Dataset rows
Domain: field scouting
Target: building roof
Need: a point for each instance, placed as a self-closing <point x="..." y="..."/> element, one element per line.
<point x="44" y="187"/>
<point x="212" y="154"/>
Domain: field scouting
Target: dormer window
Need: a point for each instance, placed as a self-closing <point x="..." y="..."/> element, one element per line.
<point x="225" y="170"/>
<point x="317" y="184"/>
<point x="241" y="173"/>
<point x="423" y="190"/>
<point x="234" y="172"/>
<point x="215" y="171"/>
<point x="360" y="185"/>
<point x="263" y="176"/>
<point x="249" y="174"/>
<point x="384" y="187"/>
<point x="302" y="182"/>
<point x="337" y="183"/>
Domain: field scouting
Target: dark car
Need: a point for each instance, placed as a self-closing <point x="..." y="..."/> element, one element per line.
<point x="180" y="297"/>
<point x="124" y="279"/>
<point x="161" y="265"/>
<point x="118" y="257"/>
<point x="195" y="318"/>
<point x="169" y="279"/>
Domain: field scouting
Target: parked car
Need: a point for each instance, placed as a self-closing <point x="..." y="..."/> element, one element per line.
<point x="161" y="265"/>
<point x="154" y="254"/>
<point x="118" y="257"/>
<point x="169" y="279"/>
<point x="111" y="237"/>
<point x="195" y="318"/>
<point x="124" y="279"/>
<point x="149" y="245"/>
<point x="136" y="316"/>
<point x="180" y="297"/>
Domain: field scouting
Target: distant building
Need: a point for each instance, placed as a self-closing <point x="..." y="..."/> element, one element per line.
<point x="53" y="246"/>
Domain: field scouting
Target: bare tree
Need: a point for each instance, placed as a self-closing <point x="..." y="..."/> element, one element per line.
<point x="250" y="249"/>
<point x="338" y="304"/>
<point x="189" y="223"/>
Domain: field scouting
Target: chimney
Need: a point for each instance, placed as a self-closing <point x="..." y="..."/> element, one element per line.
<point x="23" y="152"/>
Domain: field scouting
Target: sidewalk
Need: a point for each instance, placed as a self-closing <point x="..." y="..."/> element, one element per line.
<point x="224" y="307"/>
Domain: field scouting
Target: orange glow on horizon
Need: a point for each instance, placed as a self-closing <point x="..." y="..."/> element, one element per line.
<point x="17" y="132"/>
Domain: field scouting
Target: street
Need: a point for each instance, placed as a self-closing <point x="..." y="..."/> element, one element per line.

• [WHAT IS EXPECTED] Repeat every record, keeping each word and mark exactly as it is.

• [PROBLEM SOLUTION]
Domain: field scouting
Target: building roof
Need: a point for each instance, placed as a self-closing <point x="..." y="..."/> element, one element per line.
<point x="44" y="187"/>
<point x="212" y="154"/>
Domain: field scouting
Target: dormer window
Need: a point for each instance, placed as a self-closing <point x="..." y="..."/> element, one element per line.
<point x="225" y="170"/>
<point x="317" y="184"/>
<point x="241" y="173"/>
<point x="423" y="190"/>
<point x="234" y="172"/>
<point x="215" y="171"/>
<point x="360" y="185"/>
<point x="263" y="176"/>
<point x="249" y="174"/>
<point x="384" y="187"/>
<point x="302" y="182"/>
<point x="337" y="183"/>
Domain: field scouting
Target: dark car
Need: a point for each instance, placed as a self-closing <point x="..." y="..."/> element, one element per line.
<point x="180" y="297"/>
<point x="124" y="279"/>
<point x="161" y="265"/>
<point x="118" y="257"/>
<point x="195" y="318"/>
<point x="169" y="279"/>
Domain: field scouting
Target: parked car
Need: a point for each instance, placed as a self-closing <point x="..." y="..."/> element, one element per line.
<point x="161" y="265"/>
<point x="154" y="254"/>
<point x="118" y="257"/>
<point x="169" y="279"/>
<point x="111" y="237"/>
<point x="195" y="318"/>
<point x="124" y="279"/>
<point x="149" y="245"/>
<point x="136" y="316"/>
<point x="180" y="297"/>
Domain: field scouting
Target: distant building
Need: a point for each instance, placed as a self-closing <point x="..." y="..."/> element, one element per line.
<point x="53" y="246"/>
Domain: field scouting
Target: bare tree
Need: a point for each instance, placed as a self-closing <point x="..." y="..."/> element, one element per line.
<point x="250" y="249"/>
<point x="338" y="304"/>
<point x="189" y="223"/>
Domain: field scouting
Target: chimney
Need: a point for each instance, placed as a self-closing <point x="..." y="..."/> element, one element per line.
<point x="23" y="152"/>
Domain: field scouting
Target: sidewalk
Need: a point for each instance, placed as a self-closing <point x="..." y="..."/> element, one element per line.
<point x="224" y="307"/>
Domain: field scouting
Target: orange glow on horizon
Need: a point for each instance, placed as a self-closing <point x="..." y="..."/> element, one element per line.
<point x="17" y="132"/>
Domain: field scouting
Target: street
Need: a point for each instance, placed as a self-closing <point x="..." y="..."/> element, one element per line.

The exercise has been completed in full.